> [WHAT YOU HAVE TO DO] All of the material below is to be returned exactly.

[Labeled-object pointing entries]
━━━━

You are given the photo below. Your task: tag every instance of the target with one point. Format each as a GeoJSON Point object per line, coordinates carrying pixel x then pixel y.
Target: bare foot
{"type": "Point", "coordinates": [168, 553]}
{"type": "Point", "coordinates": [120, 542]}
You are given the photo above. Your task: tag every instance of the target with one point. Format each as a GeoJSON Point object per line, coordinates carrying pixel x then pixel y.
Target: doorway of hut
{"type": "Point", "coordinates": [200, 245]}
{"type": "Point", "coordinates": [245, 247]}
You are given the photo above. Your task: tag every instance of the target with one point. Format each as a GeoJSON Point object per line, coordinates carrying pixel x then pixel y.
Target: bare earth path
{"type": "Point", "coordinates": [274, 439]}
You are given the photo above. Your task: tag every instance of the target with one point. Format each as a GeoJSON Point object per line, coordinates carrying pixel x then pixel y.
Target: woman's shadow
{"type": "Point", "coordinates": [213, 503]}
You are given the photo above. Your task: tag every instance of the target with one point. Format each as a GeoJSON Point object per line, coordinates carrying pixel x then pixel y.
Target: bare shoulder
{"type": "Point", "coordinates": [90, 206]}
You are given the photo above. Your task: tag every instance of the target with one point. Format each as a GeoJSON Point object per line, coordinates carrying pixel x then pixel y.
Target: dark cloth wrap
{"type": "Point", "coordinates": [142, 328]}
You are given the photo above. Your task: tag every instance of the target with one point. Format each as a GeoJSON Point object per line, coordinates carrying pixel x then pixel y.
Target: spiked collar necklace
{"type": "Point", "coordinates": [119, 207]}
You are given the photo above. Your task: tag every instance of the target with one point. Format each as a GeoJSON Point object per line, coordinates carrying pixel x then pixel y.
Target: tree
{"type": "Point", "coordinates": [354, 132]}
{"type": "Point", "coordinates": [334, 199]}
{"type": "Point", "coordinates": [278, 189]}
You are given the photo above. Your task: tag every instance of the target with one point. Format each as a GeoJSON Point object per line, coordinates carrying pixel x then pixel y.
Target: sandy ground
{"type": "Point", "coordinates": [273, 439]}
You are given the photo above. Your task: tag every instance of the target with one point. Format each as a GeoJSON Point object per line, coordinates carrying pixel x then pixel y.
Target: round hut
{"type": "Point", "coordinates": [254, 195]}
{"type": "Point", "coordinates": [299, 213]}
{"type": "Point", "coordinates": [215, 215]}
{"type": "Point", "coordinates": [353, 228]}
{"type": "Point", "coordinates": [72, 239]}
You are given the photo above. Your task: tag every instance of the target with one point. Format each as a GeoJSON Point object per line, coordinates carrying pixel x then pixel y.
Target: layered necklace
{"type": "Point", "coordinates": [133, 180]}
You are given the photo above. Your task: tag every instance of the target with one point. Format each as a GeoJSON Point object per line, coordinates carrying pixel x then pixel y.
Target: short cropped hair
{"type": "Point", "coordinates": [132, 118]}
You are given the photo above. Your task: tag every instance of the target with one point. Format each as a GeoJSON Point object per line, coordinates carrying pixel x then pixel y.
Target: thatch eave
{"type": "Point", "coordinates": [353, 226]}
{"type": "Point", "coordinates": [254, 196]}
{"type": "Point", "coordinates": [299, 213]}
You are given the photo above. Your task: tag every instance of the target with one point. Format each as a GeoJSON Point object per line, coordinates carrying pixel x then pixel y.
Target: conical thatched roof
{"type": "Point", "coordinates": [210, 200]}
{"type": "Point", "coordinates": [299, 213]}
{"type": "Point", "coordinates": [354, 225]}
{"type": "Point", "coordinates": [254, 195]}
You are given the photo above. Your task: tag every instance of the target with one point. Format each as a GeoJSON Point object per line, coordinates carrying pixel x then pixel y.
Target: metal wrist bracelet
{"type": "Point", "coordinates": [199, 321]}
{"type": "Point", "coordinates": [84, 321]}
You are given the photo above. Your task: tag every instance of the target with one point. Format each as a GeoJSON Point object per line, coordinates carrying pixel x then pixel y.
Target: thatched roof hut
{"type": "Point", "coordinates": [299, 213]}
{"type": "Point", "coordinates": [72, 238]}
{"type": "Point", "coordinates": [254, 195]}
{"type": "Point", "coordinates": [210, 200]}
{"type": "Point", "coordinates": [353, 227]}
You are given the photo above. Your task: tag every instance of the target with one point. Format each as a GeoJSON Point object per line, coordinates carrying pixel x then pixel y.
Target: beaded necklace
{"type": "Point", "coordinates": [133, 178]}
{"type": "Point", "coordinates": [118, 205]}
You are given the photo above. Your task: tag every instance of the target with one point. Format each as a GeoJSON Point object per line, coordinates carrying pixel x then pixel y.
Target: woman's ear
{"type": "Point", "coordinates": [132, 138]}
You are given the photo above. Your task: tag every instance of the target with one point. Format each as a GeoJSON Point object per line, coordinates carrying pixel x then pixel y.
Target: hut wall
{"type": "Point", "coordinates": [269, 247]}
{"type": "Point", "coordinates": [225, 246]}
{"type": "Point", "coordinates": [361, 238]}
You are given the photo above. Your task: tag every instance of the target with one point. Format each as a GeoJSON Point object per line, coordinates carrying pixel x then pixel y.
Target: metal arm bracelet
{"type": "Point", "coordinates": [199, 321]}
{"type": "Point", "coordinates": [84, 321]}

━━━━

> [EXERCISE ANSWER]
You are given the photo below. Your task: tag every instance of the target with one point. Format each as a GeoJSON Point object per line, coordinates carrying pixel x then pixel y.
Target: bare foot
{"type": "Point", "coordinates": [168, 553]}
{"type": "Point", "coordinates": [120, 542]}
You are given the photo above. Your task: tag every instance of the target with one point. Format each as a GeoJSON Point object per line, coordinates carrying pixel x then pixel y.
Target: doorway of hut
{"type": "Point", "coordinates": [200, 245]}
{"type": "Point", "coordinates": [245, 247]}
You are given the photo above. Your task: tag every instance of the target with one point. Format each as a GeoJSON Point object per line, coordinates carrying pixel x then pixel y.
Target: bare earth path
{"type": "Point", "coordinates": [274, 439]}
You are given the photo above. Your task: tag every instance of the target with one point. Format each as a GeoJSON Point object per line, coordinates carrying pixel x then pixel y.
Target: woman's shadow
{"type": "Point", "coordinates": [213, 503]}
You are given the photo above. Your task: tag every instance of the target with one point. Format each as a GeoJSON Point object per line, coordinates carrying pixel x then pixel y.
Target: bare shoulder
{"type": "Point", "coordinates": [90, 206]}
You are given the photo above. Your task: tag every instance of the target with one point. Format each as a GeoJSON Point object per line, coordinates carrying pixel x then pixel y.
Target: dark cloth wrap
{"type": "Point", "coordinates": [142, 328]}
You are given the photo above. Your task: tag every instance of the target with one point. Format each as a GeoJSON Point object per line, coordinates carrying pixel x then pixel y.
Target: spiked collar necklace
{"type": "Point", "coordinates": [119, 207]}
You are given the photo above. Your task: tag every instance of the target with one point. Format each as a GeoJSON Point object per line, coordinates carrying pixel x then pixel y.
Target: tree
{"type": "Point", "coordinates": [354, 132]}
{"type": "Point", "coordinates": [334, 199]}
{"type": "Point", "coordinates": [278, 189]}
You are given the photo above. Your task: tag every instance of the target with one point. Format each as a GeoJSON Point object per line, coordinates carrying pixel x then pixel y.
Target: sandy ground
{"type": "Point", "coordinates": [273, 439]}
You are given the photo above. Your task: tag every instance of the target with one point. Format each as a GeoJSON Point object per line, coordinates carrying pixel x then pixel y.
Target: round hut
{"type": "Point", "coordinates": [254, 195]}
{"type": "Point", "coordinates": [299, 213]}
{"type": "Point", "coordinates": [215, 215]}
{"type": "Point", "coordinates": [353, 228]}
{"type": "Point", "coordinates": [72, 239]}
You are given the photo above. Your task: tag every instance of the target with one point. Format each as a GeoJSON Point object per line, coordinates carrying pixel x then pixel y.
Target: layered necklace
{"type": "Point", "coordinates": [133, 180]}
You are given the photo above. Your task: tag every instance of the target with one point. Format each as a GeoJSON Point object per line, coordinates carrying pixel x then pixel y.
Target: short cropped hair
{"type": "Point", "coordinates": [132, 118]}
You are given the photo above. Your task: tag every instance of the target with one point. Format each as a GeoJSON Point object per line, coordinates carrying pixel x then pixel y.
Target: thatch eave
{"type": "Point", "coordinates": [353, 226]}
{"type": "Point", "coordinates": [254, 196]}
{"type": "Point", "coordinates": [299, 213]}
You are given the photo above. Your task: tag every instance of the target with one point. Format each as a GeoJSON Point object per line, coordinates carrying pixel x then pixel y.
Target: conical thatched roof
{"type": "Point", "coordinates": [210, 200]}
{"type": "Point", "coordinates": [299, 213]}
{"type": "Point", "coordinates": [354, 225]}
{"type": "Point", "coordinates": [254, 195]}
You are given the photo above. Your task: tag every instance of the target with one point. Format each as a GeoJSON Point object per line, coordinates carrying pixel x then pixel y.
Target: metal wrist bracelet
{"type": "Point", "coordinates": [199, 321]}
{"type": "Point", "coordinates": [84, 321]}
You are given the photo above. Your task: tag every instance of the target with one point. Format each as a GeoJSON Point object per line, coordinates carrying pixel x then pixel y.
Target: thatched roof hut
{"type": "Point", "coordinates": [299, 213]}
{"type": "Point", "coordinates": [72, 238]}
{"type": "Point", "coordinates": [254, 195]}
{"type": "Point", "coordinates": [210, 200]}
{"type": "Point", "coordinates": [353, 227]}
You are given the photo above. Your task: tag every instance of the target with one point. Format each as a GeoJSON Point object per line, coordinates carrying pixel x then pixel y.
Target: beaded necklace
{"type": "Point", "coordinates": [133, 178]}
{"type": "Point", "coordinates": [118, 205]}
You are given the photo above. Your task: tag every instance of the target with one point. Format each as a GeoJSON Point object per line, coordinates carrying pixel x then pixel y.
Target: woman's ear
{"type": "Point", "coordinates": [132, 138]}
You are given the photo above. Your task: tag every instance of the target with one point. Format each as a GeoJSON Point object per line, coordinates carrying pixel x then pixel y.
Target: hut wall
{"type": "Point", "coordinates": [269, 247]}
{"type": "Point", "coordinates": [225, 246]}
{"type": "Point", "coordinates": [361, 238]}
You are given the photo above. Your task: tag every instance of the target with one point. Format each as a GeoJSON Point object per line, coordinates carrying pixel x then pixel y.
Target: metal arm bracelet
{"type": "Point", "coordinates": [199, 321]}
{"type": "Point", "coordinates": [84, 321]}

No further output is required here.